Copy each line in the data that includes the word "white".
=== Source material ===
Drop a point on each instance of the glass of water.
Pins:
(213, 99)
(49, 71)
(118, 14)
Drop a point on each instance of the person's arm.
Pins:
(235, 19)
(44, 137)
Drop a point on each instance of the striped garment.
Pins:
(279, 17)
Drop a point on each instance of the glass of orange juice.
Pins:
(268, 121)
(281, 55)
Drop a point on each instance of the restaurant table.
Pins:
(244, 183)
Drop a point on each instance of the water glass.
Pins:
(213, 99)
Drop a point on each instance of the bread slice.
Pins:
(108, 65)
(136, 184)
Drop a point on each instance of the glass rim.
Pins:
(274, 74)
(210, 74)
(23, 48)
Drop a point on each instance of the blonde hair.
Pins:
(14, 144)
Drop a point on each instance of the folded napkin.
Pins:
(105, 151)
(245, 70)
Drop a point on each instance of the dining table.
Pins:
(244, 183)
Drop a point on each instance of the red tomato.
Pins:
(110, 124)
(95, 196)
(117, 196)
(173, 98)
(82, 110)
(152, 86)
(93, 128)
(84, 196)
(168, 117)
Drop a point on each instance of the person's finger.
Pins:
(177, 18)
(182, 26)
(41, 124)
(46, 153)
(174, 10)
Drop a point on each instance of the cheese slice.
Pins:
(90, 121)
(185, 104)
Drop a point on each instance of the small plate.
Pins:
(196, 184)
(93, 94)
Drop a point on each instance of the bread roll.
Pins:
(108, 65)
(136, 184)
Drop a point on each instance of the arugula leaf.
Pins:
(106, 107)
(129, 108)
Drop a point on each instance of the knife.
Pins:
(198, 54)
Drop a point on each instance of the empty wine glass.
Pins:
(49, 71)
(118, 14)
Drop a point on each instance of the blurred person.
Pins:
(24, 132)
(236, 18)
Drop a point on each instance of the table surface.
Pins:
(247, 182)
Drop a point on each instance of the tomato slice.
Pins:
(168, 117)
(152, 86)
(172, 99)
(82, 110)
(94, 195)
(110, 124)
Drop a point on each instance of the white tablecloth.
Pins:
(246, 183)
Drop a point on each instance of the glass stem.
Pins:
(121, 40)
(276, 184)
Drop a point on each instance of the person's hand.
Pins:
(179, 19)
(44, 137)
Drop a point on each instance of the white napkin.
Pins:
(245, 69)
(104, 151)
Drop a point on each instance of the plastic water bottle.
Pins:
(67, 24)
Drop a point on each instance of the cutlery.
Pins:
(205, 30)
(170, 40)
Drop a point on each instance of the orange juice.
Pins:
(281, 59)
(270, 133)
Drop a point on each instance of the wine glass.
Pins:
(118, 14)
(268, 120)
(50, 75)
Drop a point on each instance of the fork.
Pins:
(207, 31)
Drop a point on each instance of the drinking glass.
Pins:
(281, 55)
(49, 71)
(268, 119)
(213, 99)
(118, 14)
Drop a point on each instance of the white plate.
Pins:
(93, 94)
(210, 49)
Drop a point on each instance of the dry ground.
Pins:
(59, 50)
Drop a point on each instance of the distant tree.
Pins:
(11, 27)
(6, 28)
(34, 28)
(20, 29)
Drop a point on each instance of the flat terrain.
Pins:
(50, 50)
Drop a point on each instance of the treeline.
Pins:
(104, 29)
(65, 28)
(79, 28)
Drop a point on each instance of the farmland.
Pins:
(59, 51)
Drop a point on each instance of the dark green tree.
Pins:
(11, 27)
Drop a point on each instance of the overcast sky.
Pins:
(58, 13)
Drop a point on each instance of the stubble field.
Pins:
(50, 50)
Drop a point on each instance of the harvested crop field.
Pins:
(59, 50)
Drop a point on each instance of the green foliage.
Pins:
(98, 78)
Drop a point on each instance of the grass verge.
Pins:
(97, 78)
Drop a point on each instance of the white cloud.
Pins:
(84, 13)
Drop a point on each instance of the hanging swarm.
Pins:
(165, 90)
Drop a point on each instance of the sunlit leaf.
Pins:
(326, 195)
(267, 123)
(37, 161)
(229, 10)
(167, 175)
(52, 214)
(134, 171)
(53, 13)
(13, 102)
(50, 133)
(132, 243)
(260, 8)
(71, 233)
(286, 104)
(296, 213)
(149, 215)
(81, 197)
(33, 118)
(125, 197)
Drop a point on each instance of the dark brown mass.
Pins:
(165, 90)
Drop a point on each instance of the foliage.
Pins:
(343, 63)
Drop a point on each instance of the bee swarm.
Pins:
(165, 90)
===
Answer:
Drop a point on each instance of the white tablecloth.
Drop a point on each instance of the white napkin.
Drop a point on each instance of the white plate.
Drop a point on each instance of the white cloud.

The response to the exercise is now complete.